Segment Open
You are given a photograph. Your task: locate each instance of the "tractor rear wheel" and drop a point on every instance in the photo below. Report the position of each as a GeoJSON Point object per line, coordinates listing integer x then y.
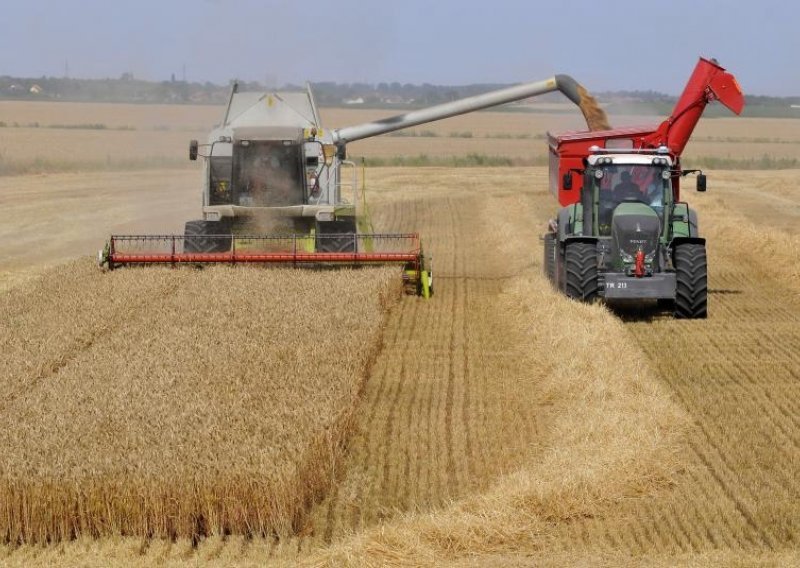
{"type": "Point", "coordinates": [691, 293]}
{"type": "Point", "coordinates": [206, 236]}
{"type": "Point", "coordinates": [580, 271]}
{"type": "Point", "coordinates": [550, 257]}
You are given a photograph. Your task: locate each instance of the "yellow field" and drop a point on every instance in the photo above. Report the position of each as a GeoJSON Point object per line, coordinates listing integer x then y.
{"type": "Point", "coordinates": [167, 403]}
{"type": "Point", "coordinates": [502, 424]}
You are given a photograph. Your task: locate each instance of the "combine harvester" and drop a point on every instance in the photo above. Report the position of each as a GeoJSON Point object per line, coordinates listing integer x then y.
{"type": "Point", "coordinates": [624, 233]}
{"type": "Point", "coordinates": [280, 190]}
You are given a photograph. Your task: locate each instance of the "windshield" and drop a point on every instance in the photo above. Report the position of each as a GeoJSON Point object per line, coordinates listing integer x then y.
{"type": "Point", "coordinates": [637, 183]}
{"type": "Point", "coordinates": [268, 173]}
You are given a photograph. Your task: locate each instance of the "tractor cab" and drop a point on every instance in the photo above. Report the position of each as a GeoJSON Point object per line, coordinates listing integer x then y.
{"type": "Point", "coordinates": [621, 180]}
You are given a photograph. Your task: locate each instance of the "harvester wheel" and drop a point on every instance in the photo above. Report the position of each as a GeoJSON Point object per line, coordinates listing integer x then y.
{"type": "Point", "coordinates": [691, 293]}
{"type": "Point", "coordinates": [550, 257]}
{"type": "Point", "coordinates": [580, 271]}
{"type": "Point", "coordinates": [206, 236]}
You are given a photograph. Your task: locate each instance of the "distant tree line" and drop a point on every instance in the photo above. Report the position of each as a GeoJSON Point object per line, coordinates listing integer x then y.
{"type": "Point", "coordinates": [128, 89]}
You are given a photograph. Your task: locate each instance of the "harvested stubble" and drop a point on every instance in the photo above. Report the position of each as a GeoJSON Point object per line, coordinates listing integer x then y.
{"type": "Point", "coordinates": [179, 403]}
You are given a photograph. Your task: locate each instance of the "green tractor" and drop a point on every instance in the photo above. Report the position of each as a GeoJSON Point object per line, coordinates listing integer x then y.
{"type": "Point", "coordinates": [620, 242]}
{"type": "Point", "coordinates": [623, 234]}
Segment Closed
● **TASK DIRECTIONS**
This task calls for the listing to be restated exactly, with images omitted.

● **WRITTEN REPLY**
You are given a photograph. Your task: locate each instance of the "tractor rear wheel" and drop a point on every instance in the photo below. Report the position of each as a GeoJSON Point object per line, coordinates listing integer x then y.
{"type": "Point", "coordinates": [691, 293]}
{"type": "Point", "coordinates": [206, 236]}
{"type": "Point", "coordinates": [580, 271]}
{"type": "Point", "coordinates": [550, 257]}
You are given a photograph. Your task: locate each instance of the "yellow field" and drop a point on every instance in the photo above. Report the position of each as a GeoJSON Point object per line, coordinates listing integer x then y.
{"type": "Point", "coordinates": [167, 403]}
{"type": "Point", "coordinates": [502, 424]}
You are given a photograph. Your task: locate each instance of the "combine harvester" and drop a point on every instance in the photo above. Report the position of each as a GeoJSON Point object per line, coordinates listing integer x then y.
{"type": "Point", "coordinates": [624, 233]}
{"type": "Point", "coordinates": [280, 190]}
You are given a photograph. Your task: locate each instance of the "windshield" and drop a point on every instance in the photo above. Report the position of each as a GeoJSON Point object per line, coordinates listing integer x then y.
{"type": "Point", "coordinates": [637, 183]}
{"type": "Point", "coordinates": [268, 173]}
You are given a photograph. Your task: locate each instance of the "tractor cab" and drop a point on every instance in the photo above. Report the position of each as a GeoJSON Point object per line, coordinates listing integer x then y.
{"type": "Point", "coordinates": [621, 180]}
You are given a photograph. Your task: locate each instance of the "harvester wheel" and drop a point on every instance in the photo above. Report the position of each as a GeoJSON Point object per line, coordinates listing integer x then y.
{"type": "Point", "coordinates": [691, 293]}
{"type": "Point", "coordinates": [550, 257]}
{"type": "Point", "coordinates": [580, 271]}
{"type": "Point", "coordinates": [206, 236]}
You are given a photograph. Your task: locate each instance of the "distant tree line" and drop a point on every instance in the photo above. Report the position of each as a GeoJSON Point object per line, coordinates listing integer x then y.
{"type": "Point", "coordinates": [128, 89]}
You are given a photograph. Your task: locate each instance of the "harvested stubble" and drop a point on every instance in the photo above. Report the position of each as a GeoJSON Point object per line, coordinates listing integer x then y.
{"type": "Point", "coordinates": [179, 403]}
You are given a photograph. Your task: locate each instance of the "green tractor" and drop a point on every instance in the photo above. Report the position of each as a GeoJSON Point object per line, coordinates listing integer x then y.
{"type": "Point", "coordinates": [620, 242]}
{"type": "Point", "coordinates": [623, 234]}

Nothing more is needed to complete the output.